:: Text shown ::
# Newly Raised Master Mason



## adouglas10 (Mar 2, 2011)

Hello brethren, my name is Adam Douglas and I was raised this past Saturday. I've been a member for a month or so but wanted to wait until I was raised to post


----------



## Benton (Mar 3, 2011)

Welcome and congrats! Enjoy your stay.


----------



## Bro. Stewart P.M. (Mar 3, 2011)

Brother Adam,

Welcome to Masons of Texas!


----------



## Beathard (Mar 3, 2011)

Welcome and congratulations.


----------



## Dave in Waco (Mar 3, 2011)

Welcome Bro. Adams and congrats!!


----------



## adouglas10 (Mar 3, 2011)

Thanks y'all


----------



## Brother Hudson (Mar 3, 2011)

Greetings Borthers, I was raised by a great group of Scottish Rite men at Oak Plains Lodge #789 in Sacramento, CA on September 13, 2010.  Shortly after getting used to coming to meetings, I was installed as Jr. Steward.  Unfortunatly my time is now short with my lodge now that my family will be moving to Carson City, NV at the end of the month.  I have had a great time with the brothers and will miss them.  I would like to say thank you for putting this site together.  From the short time that I have looked around, it looks like a great site.
:::
:: Dataset entries ::
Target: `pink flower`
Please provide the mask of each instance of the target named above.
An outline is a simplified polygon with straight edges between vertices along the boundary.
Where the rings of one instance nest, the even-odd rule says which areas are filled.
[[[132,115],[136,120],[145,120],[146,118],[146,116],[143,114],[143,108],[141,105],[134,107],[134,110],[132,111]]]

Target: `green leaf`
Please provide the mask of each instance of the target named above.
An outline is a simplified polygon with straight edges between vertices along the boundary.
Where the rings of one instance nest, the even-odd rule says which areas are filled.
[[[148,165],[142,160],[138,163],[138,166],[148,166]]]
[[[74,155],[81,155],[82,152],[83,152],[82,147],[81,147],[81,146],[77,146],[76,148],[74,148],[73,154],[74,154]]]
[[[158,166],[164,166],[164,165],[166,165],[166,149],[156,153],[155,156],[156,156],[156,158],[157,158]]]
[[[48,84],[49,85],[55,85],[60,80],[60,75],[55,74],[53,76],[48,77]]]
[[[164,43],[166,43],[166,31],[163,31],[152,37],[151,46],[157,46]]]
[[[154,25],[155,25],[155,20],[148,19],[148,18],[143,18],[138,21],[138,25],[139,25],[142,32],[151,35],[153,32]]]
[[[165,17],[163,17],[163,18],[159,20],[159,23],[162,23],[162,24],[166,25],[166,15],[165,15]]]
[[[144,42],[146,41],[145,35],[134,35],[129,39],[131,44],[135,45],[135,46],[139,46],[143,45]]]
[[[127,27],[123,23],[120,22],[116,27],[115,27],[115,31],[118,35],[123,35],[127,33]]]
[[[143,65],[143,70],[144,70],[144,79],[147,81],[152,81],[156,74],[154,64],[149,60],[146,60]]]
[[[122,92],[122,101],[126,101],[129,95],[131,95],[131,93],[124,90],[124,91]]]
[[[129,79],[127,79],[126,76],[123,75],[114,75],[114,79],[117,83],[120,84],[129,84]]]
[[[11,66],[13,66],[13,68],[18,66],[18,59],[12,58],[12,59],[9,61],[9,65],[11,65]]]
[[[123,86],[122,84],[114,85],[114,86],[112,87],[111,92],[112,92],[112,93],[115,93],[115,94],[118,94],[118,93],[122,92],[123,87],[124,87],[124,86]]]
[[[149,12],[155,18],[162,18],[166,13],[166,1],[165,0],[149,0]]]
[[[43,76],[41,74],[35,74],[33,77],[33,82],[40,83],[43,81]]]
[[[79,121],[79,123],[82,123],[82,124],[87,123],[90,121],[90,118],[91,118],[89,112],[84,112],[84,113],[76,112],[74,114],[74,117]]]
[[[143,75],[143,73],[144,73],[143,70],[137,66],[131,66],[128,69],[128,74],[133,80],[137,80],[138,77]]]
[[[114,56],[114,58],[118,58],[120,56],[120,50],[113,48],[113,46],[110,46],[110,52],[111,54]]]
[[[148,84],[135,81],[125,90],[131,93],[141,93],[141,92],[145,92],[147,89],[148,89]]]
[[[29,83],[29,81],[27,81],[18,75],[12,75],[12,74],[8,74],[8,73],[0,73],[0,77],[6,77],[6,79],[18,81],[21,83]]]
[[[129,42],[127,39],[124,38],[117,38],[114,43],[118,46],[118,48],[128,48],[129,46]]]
:::
**Brief**
Reproduce the whole thread welcoming a newly raised Master Mason, word for word.

**Result below**
# Newly Raised Master Mason



## adouglas10 (Mar 2, 2011)

Hello brethren, my name is Adam Douglas and I was raised this past Saturday. I've been a member for a month or so but wanted to wait until I was raised to post


----------



## Benton (Mar 3, 2011)

Welcome and congrats! Enjoy your stay.


----------



## Bro. Stewart P.M. (Mar 3, 2011)

Brother Adam,

Welcome to Masons of Texas!


----------



## Beathard (Mar 3, 2011)

Welcome and congratulations.


----------



## Dave in Waco (Mar 3, 2011)

Welcome Bro. Adams and congrats!!


----------



## adouglas10 (Mar 3, 2011)

Thanks y'all


----------



## Brother Hudson (Mar 3, 2011)

Greetings Borthers, I was raised by a great group of Scottish Rite men at Oak Plains Lodge #789 in Sacramento, CA on September 13, 2010.  Shortly after getting used to coming to meetings, I was installed as Jr. Steward.  Unfortunatly my time is now short with my lodge now that my family will be moving to Carson City, NV at the end of the month.  I have had a great time with the brothers and will miss them.  I would like to say thank you for putting this site together.  From the short time that I have looked around, it looks like a great site.